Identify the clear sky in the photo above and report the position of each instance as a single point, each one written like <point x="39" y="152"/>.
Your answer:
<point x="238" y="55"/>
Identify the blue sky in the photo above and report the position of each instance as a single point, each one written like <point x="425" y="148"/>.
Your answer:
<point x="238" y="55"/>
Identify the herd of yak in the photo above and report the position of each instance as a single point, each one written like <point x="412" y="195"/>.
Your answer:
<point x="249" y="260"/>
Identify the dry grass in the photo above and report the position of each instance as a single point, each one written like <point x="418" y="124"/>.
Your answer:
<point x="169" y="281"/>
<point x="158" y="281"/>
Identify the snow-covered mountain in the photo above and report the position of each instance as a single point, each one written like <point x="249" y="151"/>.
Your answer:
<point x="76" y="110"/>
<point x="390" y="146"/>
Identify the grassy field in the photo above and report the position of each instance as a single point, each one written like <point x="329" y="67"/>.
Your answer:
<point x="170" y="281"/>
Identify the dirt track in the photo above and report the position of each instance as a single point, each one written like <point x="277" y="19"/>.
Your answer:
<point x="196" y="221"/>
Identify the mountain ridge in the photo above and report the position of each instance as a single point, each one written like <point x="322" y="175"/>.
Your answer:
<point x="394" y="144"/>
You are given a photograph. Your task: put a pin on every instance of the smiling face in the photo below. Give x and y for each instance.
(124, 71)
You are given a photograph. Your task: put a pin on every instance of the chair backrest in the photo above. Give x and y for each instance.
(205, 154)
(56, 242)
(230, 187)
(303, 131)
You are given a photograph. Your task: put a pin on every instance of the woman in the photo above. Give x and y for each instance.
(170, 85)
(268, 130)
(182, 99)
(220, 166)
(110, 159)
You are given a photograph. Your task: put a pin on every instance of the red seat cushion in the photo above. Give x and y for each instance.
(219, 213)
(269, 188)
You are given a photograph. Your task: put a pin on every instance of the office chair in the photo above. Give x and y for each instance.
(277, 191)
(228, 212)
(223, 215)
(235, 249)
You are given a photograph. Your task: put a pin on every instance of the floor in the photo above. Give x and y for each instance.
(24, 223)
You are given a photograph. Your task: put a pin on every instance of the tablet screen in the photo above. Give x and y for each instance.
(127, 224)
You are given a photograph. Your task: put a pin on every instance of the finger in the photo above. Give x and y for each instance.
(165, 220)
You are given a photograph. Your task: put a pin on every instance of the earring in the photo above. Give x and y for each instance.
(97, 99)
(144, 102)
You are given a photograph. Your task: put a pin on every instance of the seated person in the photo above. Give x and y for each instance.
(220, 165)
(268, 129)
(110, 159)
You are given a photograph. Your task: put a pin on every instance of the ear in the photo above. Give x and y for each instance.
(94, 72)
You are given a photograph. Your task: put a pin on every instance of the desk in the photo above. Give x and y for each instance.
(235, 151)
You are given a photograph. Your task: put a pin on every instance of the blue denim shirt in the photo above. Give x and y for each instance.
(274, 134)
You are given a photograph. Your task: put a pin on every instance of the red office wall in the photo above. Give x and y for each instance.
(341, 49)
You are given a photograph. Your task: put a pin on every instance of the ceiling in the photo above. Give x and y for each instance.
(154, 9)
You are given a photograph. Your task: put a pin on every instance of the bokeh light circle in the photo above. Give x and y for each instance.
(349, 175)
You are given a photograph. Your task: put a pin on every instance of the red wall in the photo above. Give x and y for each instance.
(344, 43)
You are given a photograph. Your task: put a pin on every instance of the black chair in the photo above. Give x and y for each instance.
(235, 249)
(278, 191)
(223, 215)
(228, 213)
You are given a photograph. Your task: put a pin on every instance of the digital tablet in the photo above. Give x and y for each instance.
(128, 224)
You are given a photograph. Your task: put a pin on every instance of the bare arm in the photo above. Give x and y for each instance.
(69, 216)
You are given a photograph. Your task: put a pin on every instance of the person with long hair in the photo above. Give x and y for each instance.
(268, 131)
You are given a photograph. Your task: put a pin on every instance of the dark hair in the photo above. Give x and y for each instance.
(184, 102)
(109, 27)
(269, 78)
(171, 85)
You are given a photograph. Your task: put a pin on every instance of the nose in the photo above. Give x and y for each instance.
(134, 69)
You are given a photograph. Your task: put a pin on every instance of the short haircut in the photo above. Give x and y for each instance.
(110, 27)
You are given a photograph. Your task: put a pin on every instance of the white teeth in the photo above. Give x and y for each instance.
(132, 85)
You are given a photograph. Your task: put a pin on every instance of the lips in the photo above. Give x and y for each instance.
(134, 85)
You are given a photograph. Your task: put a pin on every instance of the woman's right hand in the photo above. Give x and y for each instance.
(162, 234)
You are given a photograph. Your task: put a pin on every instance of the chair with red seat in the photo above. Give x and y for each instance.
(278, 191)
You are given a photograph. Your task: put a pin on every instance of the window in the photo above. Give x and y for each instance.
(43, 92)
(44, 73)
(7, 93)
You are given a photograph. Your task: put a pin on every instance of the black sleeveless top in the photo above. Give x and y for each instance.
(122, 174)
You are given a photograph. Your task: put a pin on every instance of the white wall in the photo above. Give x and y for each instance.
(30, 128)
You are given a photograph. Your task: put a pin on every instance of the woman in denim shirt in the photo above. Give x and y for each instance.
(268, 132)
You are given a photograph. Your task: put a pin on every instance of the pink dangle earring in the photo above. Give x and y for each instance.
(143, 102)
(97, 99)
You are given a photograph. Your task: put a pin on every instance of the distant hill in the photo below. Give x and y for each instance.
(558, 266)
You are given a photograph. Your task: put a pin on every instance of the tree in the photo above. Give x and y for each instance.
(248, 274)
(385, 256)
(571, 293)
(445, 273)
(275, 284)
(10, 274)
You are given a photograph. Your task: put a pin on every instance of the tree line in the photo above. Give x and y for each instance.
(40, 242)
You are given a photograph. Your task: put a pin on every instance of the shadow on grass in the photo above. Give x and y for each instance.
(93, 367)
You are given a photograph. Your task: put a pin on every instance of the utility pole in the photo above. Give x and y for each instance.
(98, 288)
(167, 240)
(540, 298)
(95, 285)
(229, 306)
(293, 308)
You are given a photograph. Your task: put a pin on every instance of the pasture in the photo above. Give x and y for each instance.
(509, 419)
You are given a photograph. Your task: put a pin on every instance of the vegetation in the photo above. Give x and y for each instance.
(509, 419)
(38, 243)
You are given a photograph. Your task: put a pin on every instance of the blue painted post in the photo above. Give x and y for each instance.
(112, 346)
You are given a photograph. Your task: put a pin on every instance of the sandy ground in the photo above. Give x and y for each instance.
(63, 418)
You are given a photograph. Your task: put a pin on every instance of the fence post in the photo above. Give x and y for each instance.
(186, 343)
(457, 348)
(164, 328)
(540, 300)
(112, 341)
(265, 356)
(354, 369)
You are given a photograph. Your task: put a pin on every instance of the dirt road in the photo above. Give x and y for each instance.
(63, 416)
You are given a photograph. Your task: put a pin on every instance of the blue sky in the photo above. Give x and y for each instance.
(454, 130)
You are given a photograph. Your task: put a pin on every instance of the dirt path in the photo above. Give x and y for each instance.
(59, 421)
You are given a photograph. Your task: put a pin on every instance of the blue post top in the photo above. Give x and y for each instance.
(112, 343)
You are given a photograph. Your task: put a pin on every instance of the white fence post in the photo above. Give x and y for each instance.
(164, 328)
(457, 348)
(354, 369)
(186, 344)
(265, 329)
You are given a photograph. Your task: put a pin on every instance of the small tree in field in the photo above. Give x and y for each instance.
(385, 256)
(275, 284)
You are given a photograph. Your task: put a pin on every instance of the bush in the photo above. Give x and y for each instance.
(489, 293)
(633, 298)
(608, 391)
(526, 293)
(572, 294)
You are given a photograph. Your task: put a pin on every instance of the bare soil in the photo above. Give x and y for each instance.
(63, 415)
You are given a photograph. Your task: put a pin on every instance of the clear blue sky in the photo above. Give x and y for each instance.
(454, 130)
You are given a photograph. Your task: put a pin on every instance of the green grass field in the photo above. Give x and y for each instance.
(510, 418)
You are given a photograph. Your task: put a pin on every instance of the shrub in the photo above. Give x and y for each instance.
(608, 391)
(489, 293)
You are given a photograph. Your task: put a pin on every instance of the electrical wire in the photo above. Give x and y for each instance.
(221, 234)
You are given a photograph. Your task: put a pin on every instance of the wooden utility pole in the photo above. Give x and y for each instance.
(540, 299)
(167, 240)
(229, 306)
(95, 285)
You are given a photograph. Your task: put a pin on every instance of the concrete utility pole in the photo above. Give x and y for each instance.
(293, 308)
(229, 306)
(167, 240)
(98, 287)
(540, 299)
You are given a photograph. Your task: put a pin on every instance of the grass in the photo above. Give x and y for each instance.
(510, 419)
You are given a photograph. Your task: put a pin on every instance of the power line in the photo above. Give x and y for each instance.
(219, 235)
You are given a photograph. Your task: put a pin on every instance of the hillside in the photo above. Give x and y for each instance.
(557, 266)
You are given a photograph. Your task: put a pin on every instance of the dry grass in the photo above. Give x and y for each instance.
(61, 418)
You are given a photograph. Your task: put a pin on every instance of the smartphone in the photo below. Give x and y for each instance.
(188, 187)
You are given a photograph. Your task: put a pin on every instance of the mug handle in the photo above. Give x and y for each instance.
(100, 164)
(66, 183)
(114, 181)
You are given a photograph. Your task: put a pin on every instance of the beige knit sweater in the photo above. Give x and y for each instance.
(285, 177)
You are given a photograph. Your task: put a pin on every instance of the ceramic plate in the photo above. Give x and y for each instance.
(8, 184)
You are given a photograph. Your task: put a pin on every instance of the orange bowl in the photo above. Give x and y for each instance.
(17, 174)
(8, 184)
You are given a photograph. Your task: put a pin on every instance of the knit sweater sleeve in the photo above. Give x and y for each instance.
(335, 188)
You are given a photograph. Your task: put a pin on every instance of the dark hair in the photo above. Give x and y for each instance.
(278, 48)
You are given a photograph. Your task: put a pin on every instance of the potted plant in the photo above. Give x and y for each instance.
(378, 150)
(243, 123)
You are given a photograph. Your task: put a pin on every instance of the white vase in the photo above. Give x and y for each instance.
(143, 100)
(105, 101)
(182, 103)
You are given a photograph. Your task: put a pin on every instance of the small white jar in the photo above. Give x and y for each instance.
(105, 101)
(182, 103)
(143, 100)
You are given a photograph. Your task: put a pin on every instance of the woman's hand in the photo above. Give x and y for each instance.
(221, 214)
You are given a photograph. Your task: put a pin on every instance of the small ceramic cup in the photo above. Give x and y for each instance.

:::

What is needed.
Could you return all lines from the data above that contain the string "mountain"?

Reply.
Identify the snow-covered mountain in the photo above and report the position of each instance as a single point, each one written like <point x="249" y="151"/>.
Identify the mountain ridge in the photo above and report the position of each instance as a single point, each one written like <point x="322" y="175"/>.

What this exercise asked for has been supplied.